[Rows from a dataset]
= = = = = = =
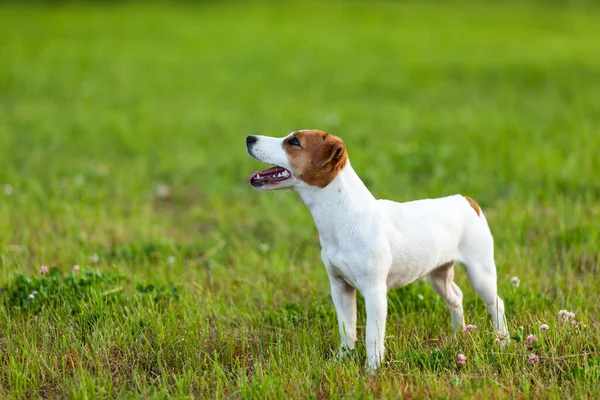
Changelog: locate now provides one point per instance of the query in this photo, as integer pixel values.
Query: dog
(376, 245)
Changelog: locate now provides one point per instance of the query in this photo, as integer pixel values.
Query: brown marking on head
(474, 204)
(318, 158)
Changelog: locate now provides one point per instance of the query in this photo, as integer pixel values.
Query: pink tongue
(265, 172)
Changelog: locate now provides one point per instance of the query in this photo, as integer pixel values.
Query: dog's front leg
(376, 305)
(344, 300)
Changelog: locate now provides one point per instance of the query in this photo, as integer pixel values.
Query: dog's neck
(346, 200)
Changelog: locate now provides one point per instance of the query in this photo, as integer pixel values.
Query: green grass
(101, 104)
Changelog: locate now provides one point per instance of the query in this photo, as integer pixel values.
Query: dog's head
(307, 157)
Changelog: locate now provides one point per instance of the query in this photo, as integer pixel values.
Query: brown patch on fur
(318, 159)
(474, 204)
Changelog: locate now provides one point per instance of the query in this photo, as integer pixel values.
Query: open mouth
(269, 176)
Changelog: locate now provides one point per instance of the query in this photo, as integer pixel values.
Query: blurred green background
(122, 134)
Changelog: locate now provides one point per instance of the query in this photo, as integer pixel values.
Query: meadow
(122, 152)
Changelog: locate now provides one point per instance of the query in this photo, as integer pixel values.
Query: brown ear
(332, 150)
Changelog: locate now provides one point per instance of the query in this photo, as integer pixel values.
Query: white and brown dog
(375, 245)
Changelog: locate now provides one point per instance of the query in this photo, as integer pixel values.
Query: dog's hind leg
(442, 281)
(478, 259)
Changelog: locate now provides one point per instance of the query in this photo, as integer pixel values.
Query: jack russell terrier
(375, 245)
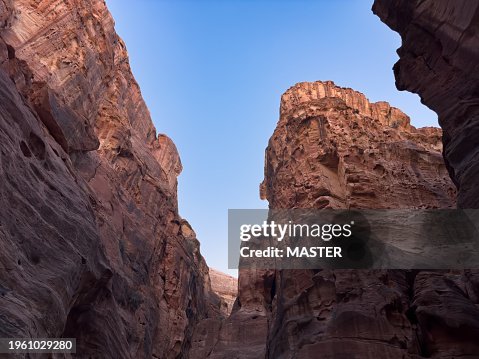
= = = = = = =
Show every line above that contains the word "head".

Query: brown marking on head
Query: dog's head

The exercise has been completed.